### [Data in this exercise]
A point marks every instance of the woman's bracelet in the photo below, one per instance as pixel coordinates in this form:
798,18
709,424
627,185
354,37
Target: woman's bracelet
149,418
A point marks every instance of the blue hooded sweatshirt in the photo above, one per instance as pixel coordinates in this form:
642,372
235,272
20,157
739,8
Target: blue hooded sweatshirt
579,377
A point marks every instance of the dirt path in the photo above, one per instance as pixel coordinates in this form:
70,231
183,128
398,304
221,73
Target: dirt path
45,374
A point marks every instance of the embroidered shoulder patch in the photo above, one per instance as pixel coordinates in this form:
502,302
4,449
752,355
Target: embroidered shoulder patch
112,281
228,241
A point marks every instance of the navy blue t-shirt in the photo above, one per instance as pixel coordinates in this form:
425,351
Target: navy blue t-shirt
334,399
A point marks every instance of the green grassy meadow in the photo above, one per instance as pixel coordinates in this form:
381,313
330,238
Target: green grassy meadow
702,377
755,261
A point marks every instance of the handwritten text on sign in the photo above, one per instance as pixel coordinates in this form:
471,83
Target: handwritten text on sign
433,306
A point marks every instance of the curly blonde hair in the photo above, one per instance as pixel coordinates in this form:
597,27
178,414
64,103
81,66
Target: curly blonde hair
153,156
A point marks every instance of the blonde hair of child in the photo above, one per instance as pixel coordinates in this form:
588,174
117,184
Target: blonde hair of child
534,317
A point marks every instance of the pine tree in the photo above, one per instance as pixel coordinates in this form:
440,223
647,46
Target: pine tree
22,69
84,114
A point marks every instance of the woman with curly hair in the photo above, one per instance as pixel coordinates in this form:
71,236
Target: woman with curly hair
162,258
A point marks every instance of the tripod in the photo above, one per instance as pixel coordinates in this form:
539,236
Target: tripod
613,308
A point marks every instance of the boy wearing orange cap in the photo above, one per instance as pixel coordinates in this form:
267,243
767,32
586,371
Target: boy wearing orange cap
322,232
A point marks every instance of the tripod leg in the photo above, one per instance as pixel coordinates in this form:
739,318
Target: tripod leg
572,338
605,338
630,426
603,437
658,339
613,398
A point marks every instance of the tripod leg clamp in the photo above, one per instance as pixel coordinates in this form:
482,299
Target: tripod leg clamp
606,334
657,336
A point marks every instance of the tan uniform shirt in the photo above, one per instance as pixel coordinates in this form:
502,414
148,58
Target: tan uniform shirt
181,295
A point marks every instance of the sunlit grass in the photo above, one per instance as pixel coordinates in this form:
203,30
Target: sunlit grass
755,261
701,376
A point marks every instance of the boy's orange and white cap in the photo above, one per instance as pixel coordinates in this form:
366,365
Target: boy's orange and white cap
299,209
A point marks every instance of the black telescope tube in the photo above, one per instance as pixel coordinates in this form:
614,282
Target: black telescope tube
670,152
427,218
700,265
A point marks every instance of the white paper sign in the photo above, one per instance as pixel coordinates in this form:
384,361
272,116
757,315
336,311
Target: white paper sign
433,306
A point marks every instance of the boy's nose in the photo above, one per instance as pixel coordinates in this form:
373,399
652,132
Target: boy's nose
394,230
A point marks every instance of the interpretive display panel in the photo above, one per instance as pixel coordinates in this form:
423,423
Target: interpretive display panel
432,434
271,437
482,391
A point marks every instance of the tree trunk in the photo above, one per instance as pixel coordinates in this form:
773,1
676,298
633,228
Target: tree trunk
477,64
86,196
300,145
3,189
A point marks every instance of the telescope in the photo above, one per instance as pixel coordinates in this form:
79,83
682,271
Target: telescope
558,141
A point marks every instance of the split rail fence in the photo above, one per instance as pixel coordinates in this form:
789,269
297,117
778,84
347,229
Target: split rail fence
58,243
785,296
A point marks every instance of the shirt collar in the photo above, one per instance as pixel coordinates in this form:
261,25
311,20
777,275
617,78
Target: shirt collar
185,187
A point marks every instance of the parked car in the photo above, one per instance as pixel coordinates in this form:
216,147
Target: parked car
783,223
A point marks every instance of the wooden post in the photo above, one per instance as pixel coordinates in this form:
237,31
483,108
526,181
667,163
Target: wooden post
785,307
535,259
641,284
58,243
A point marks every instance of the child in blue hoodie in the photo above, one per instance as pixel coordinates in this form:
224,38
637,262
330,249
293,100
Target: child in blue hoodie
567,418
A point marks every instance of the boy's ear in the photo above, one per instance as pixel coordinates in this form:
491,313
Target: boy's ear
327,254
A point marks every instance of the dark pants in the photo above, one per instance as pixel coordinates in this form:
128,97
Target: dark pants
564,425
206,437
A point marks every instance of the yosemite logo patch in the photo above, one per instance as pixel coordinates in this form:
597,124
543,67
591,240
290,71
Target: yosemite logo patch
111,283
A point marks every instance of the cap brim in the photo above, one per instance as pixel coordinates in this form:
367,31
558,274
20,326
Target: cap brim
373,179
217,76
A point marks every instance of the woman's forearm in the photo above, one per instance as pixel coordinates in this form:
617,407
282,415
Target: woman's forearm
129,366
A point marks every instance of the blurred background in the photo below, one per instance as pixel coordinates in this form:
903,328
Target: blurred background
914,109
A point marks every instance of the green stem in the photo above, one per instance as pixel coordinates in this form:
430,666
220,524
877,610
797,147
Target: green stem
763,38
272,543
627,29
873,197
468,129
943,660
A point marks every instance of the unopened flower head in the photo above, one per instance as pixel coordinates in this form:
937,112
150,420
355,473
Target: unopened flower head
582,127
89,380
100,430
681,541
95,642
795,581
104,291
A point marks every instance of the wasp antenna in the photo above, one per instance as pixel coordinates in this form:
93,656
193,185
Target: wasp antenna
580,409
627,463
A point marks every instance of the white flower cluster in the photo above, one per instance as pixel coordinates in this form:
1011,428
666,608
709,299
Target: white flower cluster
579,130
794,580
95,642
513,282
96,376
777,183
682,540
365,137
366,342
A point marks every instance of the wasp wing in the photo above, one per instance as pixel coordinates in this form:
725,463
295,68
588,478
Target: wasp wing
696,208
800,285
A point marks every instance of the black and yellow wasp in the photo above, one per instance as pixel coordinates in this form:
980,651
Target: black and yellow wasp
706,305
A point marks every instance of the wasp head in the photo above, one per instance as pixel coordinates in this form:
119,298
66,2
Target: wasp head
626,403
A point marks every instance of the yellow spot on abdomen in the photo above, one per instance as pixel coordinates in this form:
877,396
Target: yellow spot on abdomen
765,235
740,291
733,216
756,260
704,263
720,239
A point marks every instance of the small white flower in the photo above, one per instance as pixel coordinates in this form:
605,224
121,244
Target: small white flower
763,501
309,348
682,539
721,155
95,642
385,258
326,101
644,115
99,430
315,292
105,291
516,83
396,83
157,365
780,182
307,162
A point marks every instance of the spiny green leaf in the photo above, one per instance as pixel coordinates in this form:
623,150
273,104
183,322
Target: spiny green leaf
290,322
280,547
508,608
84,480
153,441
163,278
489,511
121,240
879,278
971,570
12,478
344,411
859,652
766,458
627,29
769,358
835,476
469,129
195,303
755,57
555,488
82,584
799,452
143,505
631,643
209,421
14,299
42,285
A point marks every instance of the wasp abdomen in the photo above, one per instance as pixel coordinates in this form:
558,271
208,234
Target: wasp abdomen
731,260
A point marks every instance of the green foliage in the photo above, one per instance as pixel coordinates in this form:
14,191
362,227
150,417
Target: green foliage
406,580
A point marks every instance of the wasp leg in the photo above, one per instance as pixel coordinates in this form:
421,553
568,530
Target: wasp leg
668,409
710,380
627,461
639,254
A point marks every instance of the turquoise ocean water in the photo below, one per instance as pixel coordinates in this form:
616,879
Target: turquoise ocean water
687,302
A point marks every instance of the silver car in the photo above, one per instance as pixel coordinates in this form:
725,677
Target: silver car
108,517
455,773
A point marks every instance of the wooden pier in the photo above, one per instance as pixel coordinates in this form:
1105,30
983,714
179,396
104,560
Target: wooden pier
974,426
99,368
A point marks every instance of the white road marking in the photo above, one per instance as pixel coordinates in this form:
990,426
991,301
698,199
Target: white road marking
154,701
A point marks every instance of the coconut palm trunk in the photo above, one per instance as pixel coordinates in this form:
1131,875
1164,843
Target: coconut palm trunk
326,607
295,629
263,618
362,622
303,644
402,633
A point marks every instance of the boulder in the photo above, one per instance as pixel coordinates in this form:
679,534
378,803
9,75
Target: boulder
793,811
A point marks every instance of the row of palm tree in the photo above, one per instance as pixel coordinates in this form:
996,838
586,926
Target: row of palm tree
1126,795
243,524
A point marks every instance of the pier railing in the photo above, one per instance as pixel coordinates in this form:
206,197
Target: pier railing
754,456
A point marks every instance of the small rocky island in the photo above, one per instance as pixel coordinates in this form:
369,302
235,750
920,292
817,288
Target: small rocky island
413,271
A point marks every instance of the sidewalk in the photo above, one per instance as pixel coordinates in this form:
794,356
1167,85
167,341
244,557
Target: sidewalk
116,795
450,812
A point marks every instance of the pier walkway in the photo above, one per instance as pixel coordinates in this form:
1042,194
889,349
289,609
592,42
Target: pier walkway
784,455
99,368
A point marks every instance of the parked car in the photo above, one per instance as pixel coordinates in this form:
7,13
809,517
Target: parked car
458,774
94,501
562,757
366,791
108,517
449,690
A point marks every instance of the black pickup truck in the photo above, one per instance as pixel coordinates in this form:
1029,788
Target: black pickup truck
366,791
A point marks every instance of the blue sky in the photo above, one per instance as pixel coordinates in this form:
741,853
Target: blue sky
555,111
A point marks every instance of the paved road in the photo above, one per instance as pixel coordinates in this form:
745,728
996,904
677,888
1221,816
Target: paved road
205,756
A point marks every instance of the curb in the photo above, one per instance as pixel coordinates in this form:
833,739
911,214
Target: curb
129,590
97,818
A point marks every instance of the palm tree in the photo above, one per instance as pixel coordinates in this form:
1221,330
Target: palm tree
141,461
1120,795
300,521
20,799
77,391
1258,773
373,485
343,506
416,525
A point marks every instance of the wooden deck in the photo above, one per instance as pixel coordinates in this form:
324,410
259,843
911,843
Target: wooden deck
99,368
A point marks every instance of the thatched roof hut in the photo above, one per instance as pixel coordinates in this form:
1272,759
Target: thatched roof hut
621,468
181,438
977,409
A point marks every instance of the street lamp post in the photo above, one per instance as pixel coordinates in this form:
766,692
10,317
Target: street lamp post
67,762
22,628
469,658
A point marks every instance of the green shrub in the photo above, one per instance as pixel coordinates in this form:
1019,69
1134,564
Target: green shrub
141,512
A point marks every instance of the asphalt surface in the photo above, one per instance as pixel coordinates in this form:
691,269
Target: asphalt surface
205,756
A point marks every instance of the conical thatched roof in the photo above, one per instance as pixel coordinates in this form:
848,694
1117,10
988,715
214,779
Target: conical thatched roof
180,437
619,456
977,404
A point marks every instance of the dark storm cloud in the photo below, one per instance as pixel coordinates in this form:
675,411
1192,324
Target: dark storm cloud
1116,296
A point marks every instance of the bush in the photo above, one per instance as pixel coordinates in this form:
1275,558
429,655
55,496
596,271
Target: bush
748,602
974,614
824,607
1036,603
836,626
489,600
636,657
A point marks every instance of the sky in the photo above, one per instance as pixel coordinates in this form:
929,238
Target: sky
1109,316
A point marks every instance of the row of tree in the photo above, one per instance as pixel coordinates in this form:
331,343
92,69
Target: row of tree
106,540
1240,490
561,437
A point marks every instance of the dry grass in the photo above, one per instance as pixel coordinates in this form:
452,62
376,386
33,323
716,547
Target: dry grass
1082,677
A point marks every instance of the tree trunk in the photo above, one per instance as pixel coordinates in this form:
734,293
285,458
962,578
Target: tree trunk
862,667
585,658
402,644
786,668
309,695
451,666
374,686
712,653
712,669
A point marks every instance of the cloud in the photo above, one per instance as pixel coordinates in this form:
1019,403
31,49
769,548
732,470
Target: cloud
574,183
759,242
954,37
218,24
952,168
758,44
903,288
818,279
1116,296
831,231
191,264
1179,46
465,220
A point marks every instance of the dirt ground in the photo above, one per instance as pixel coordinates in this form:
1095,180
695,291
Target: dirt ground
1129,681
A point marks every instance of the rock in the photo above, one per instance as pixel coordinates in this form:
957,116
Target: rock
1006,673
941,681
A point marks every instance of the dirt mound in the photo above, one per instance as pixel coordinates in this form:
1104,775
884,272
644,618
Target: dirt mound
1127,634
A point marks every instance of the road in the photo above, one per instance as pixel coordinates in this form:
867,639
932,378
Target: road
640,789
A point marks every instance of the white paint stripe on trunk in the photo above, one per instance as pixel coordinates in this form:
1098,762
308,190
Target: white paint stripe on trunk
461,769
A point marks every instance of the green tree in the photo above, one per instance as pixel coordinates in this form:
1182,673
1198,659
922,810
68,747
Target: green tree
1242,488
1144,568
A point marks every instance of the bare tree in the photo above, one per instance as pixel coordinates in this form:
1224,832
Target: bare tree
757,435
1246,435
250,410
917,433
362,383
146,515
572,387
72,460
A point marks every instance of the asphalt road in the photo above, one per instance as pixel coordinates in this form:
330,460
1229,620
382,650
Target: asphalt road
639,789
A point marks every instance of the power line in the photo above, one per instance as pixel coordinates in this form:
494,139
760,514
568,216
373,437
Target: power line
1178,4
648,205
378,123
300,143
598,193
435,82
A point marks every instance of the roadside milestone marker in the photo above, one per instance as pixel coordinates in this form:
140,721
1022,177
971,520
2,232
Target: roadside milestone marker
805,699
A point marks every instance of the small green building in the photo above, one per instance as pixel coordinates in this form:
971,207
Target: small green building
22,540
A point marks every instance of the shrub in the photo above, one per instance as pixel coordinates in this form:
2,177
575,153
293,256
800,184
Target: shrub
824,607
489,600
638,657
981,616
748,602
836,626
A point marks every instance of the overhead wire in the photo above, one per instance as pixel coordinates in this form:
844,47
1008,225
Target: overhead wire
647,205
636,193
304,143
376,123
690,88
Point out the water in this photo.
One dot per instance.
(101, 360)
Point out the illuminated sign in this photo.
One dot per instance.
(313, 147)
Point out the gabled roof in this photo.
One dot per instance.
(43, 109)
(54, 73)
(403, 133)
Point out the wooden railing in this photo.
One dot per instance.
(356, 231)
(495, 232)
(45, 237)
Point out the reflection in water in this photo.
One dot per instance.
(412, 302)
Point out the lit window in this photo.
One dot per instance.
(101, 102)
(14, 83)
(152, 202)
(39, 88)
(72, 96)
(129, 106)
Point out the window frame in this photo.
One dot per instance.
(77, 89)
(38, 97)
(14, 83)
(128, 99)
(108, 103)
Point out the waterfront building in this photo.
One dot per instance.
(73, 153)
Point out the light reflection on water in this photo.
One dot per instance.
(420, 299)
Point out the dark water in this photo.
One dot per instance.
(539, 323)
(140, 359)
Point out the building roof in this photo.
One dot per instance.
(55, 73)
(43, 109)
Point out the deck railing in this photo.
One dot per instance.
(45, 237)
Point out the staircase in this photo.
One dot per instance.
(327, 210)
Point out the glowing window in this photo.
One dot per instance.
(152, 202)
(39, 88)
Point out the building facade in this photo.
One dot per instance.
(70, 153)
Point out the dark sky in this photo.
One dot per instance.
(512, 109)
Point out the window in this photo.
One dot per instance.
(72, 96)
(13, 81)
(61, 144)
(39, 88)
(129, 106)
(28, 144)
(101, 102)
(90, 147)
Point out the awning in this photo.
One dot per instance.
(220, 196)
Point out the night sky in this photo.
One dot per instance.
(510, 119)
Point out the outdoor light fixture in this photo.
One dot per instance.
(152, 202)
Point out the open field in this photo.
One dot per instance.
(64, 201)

### [Brief]
From the line that has "A point marks every instance of the wasp head" through the line that has "A point marks every instance of the yellow", copy every line exactly as it appears above, and leave out all others.

### [Task response]
A point marks every instance of the wasp head in the photo above, one per instance as pixel coordinates in this form:
119,298
66,2
Target: wasp head
626,403
A point marks every instance of the yellow spot on abdomen in the photo above, one per instance as pixel coordinates in this form:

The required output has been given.